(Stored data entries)
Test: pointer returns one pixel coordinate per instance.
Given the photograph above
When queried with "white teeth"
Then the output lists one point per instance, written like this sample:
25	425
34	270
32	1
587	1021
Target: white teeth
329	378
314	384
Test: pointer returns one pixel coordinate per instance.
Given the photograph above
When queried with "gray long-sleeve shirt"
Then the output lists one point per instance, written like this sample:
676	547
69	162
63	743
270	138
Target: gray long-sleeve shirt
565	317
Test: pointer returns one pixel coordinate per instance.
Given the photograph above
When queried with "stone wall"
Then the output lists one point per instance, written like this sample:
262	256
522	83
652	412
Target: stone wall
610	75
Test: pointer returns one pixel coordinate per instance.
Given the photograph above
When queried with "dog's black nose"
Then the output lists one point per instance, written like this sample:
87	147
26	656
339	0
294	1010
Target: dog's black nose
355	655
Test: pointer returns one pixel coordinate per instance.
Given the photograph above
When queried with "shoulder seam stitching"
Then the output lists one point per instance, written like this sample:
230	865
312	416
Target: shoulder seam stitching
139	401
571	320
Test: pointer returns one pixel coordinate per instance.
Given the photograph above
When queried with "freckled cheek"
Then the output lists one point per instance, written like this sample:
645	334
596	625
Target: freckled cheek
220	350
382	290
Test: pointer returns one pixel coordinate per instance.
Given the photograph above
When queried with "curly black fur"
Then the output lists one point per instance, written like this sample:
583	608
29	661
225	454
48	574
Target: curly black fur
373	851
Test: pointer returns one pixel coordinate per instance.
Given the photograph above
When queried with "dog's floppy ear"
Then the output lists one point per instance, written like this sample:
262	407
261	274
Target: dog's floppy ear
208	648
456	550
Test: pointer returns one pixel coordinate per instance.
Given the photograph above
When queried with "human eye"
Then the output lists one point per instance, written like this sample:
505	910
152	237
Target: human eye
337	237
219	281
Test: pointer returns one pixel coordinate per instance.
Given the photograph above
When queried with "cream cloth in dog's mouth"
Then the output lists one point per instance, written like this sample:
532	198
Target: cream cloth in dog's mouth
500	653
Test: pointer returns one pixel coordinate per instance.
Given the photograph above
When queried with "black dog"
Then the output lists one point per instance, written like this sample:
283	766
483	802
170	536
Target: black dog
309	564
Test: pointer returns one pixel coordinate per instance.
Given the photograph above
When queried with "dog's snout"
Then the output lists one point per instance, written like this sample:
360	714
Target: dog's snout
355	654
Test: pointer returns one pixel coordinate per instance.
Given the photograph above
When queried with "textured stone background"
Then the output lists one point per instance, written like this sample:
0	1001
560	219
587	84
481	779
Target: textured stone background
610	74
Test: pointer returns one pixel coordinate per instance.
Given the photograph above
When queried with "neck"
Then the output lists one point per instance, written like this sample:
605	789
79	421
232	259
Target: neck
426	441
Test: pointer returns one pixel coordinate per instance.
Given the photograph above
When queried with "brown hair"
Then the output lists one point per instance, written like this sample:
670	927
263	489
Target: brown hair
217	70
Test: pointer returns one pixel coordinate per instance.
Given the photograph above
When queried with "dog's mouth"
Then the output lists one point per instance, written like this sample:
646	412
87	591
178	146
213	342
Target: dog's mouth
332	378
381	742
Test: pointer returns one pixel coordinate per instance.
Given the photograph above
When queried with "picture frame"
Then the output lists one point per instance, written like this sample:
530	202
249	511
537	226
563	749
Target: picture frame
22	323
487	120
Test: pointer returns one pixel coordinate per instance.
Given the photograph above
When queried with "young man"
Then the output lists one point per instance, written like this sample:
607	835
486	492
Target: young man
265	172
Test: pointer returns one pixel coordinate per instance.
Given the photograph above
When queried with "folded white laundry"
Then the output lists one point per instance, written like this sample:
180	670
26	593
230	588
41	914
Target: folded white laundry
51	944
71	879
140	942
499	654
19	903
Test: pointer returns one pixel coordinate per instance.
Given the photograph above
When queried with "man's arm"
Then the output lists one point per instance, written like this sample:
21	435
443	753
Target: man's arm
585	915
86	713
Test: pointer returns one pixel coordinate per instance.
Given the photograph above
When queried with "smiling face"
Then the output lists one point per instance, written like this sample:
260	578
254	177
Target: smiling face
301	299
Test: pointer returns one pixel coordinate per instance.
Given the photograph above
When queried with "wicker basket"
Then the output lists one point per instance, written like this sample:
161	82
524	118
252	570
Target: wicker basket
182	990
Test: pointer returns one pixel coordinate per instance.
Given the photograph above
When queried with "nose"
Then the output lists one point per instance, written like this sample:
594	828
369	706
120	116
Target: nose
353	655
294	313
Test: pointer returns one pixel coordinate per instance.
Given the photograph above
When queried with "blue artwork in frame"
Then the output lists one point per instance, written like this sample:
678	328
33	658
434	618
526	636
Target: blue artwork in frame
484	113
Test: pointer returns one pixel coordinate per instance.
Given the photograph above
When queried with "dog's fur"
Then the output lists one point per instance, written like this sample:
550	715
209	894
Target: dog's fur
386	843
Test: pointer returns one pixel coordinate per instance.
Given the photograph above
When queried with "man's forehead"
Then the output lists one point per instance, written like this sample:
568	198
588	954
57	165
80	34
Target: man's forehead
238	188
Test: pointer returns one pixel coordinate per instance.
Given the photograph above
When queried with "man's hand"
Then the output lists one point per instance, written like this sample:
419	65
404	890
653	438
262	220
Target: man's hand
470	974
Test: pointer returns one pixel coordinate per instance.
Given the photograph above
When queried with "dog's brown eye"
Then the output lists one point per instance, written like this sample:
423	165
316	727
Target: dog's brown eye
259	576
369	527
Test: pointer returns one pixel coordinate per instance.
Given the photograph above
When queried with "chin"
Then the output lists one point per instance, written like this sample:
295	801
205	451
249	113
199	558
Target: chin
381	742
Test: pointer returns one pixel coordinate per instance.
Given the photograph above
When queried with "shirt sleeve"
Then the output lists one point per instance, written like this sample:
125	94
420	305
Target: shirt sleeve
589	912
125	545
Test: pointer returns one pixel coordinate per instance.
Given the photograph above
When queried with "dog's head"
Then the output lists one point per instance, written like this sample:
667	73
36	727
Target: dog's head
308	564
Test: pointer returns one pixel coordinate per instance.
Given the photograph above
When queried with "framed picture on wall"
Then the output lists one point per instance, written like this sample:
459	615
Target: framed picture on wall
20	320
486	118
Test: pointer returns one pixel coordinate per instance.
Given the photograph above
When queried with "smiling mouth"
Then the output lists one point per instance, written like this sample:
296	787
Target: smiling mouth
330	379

GIVEN EXERCISE> Repeat all of the records above exactly as they appear.

EXERCISE RESPONSE>
Test: pointer returns one pixel coordinate per instance.
Given the photograph above
When queried with "white teeth"
Then the output lists one point per instance, written like this sample:
25	425
34	270
32	1
587	1021
Target: white teeth
329	378
314	384
Test: pointer returns one pixel coordinate per instance.
Given the photograph above
When queried with "gray long-sleeve shirt"
Then the output lists one point per instance, written like this sample:
676	547
69	162
63	743
270	138
Target: gray long-sleeve shirt
565	317
Test: pointer returns one pixel coordinate per instance.
Given the photograph above
When queried with "stone wall"
Then the output lists one point per instance, written like this sample:
262	256
522	83
652	412
Target: stone wall
610	75
Test: pointer returns one pixel coordinate per instance.
Given the photograph above
When queried with "dog's black nose"
Then the output lists one point per instance, written like this sample:
87	147
26	656
339	0
294	1010
Target: dog's black nose
355	655
Test: pointer returns one pixel coordinate per instance.
Given the photograph above
When queried with "shoulder seam stitching"
Then the output lists one point per instance, written like this sample:
230	865
312	416
Target: shoulder seam stitching
139	401
571	320
Test: pointer returns one pixel coordinate per instance.
Given the photograph above
When queried with "freckled cheek"
Then the output lists one point per instance, written like this sample:
645	334
596	625
Target: freckled cheek
220	350
382	290
Test: pointer returns one pixel coordinate per instance.
Given the photograph above
When queried with "curly black fur"
Then the output lists one point per instance, written like this sample:
583	608
29	661
225	454
48	574
Target: curly black fur
373	851
Test: pointer returns one pixel coordinate per instance.
Given the photograph above
When queried with "dog's floppy ear"
Then the output lists one point per instance, written like this sample:
262	407
261	274
Target: dog's floppy ear
208	648
456	550
Test: pointer returns one pixel coordinate per instance.
Given the photograph above
When queried with "human eye"
Then the output lists one point per instance, written like this sample:
505	910
152	237
Target: human eye
337	237
219	281
Test: pointer returns one pixel coordinate per instance.
Given the photograph above
When queried with "cream cloth in dog's mouth"
Then the output lists one point per instance, written like this sample:
532	198
Target: cream cloth in dog's mouth
500	653
Test: pointer returns one pixel coordinate per instance.
Given the photograph above
When queried with "black dog"
Then the output lists one point per instance, written like this sample:
283	766
483	802
170	536
Target: black dog
309	564
Test: pointer returns one pixel coordinate per instance.
Given the photograph above
When queried with "dog's snout"
Then the output lists one point per instance, written like this sample:
360	714
Target: dog's snout
355	654
Test: pointer returns one pixel coordinate per instance.
Given the photograph above
When queried with "textured stone background"
Then the output lists one point per instance, written like this sample:
0	1001
560	219
587	84
481	779
Target: textured stone background
610	74
Test: pointer returns one pixel coordinate per instance.
Given the photograph above
When queried with "neck"
Then the output lists one point per instance, written like this sample:
605	789
79	421
232	259
Target: neck
426	441
Test: pointer returns one pixel coordinate per instance.
Given the photograph above
When queried with "brown hair"
Then the output lists one point per instance, written like this sample:
670	927
263	489
Target: brown hair
217	70
Test: pointer returns one pixel coordinate per instance.
Given the photograph above
When queried with "dog's mouth"
Then the output lists one point per instance, written like this sample:
646	412
87	591
178	146
213	342
Target: dog's mouth
332	378
381	742
Test: pointer returns one pixel coordinate per instance.
Given the photograph above
When queried with "picture frame"
Then the output lists one point per instance, written like this sample:
530	202
249	511
537	226
563	749
Target: picture frame
22	323
487	120
Test: pointer returns one pixel coordinate per instance.
Given the photograph above
When queried with "young man"
Then the output lists one point per instance, written like this sample:
607	835
486	492
Target: young man
265	172
Test: pointer returns one pixel coordinate per instance.
Given the photograph above
When queried with "folded white laundry"
Then the output lists one point per instance, written like this sample:
180	670
26	593
230	588
41	914
Target: folded white laundry
51	944
71	879
140	942
499	654
19	903
Test: pointer returns one pixel coordinate per instance.
Given the photograph above
When queried with "man's arm"
Then the output lists one point per instance, written like this sample:
21	435
443	753
Target: man's arm
585	915
86	713
Test: pointer returns one pixel coordinate per instance.
Given the photograph above
When queried with "smiling face"
Then the output lists one point per instance, written like this sample:
260	578
254	177
Target: smiling face
301	299
Test: pointer returns one pixel coordinate per instance.
Given the photograph above
When queried with "wicker basket"
Then the output lists one point per instance, written like this sample:
161	82
524	118
252	570
Target: wicker basket
182	990
Test: pointer returns one pixel coordinate per instance.
Given the photograph above
When queried with "nose"
Then the output lists one point per instance, written like this sample:
594	828
369	706
120	116
Target: nose
353	655
294	313
Test: pointer returns one pixel coordinate per instance.
Given the photograph above
When queried with "blue artwork in frame"
Then the output lists one point per instance, written like this sample:
678	328
33	658
434	618
526	636
Target: blue artwork in frame
484	113
Test: pointer returns one pixel coordinate per instance.
Given the photograph above
When queried with "dog's fur"
Then the output lists one point per instance, written like this sample:
550	715
209	894
Target: dog's fur
386	843
Test: pointer returns one pixel coordinate per instance.
Given the photograph above
When queried with "man's forehead"
Then the output lists one point per instance, written like this sample:
568	198
588	954
57	165
80	34
Target: man's forehead
238	188
Test: pointer returns one pixel coordinate per instance.
Given the photograph above
When queried with "man's hand"
Then the output lists one point per instance, written like this sample:
419	65
404	890
653	438
262	220
Target: man's hand
470	974
Test: pointer returns one pixel coordinate per instance.
Given the photograph above
When queried with "dog's brown eye"
Then the output lists one point per instance, written like this sample:
423	165
316	727
Target: dog's brown eye
259	576
369	527
Test: pointer returns one pixel coordinate per instance.
Given the photograph above
When queried with "chin"
Then the output lists one point per instance, written like this sample:
295	801
205	451
249	113
199	558
Target: chin
381	742
Test: pointer returns one pixel coordinate per instance.
Given the photograph above
When queried with "shirt sleeve"
Then the output lists one point per instance, written like this sample:
125	94
420	305
Target: shirt sleeve
589	912
125	545
Test: pointer returns one pixel coordinate per instance.
Given the photograph above
When queried with "dog's head"
Then the output lists one point per instance, written like this sample:
667	73
36	727
Target: dog's head
308	564
Test: pointer returns one pixel coordinate per instance.
Given the photograph above
When queried with "framed picture on wall"
Then the output lists one point per instance, written like this sample:
459	615
Target: framed picture on wall
20	320
486	118
Test: pointer returns one pixel coordinate per instance.
Given the photograph above
When queried with "smiling mouth"
Then the output lists one point per instance, written like this sample:
296	787
Target: smiling mouth
330	379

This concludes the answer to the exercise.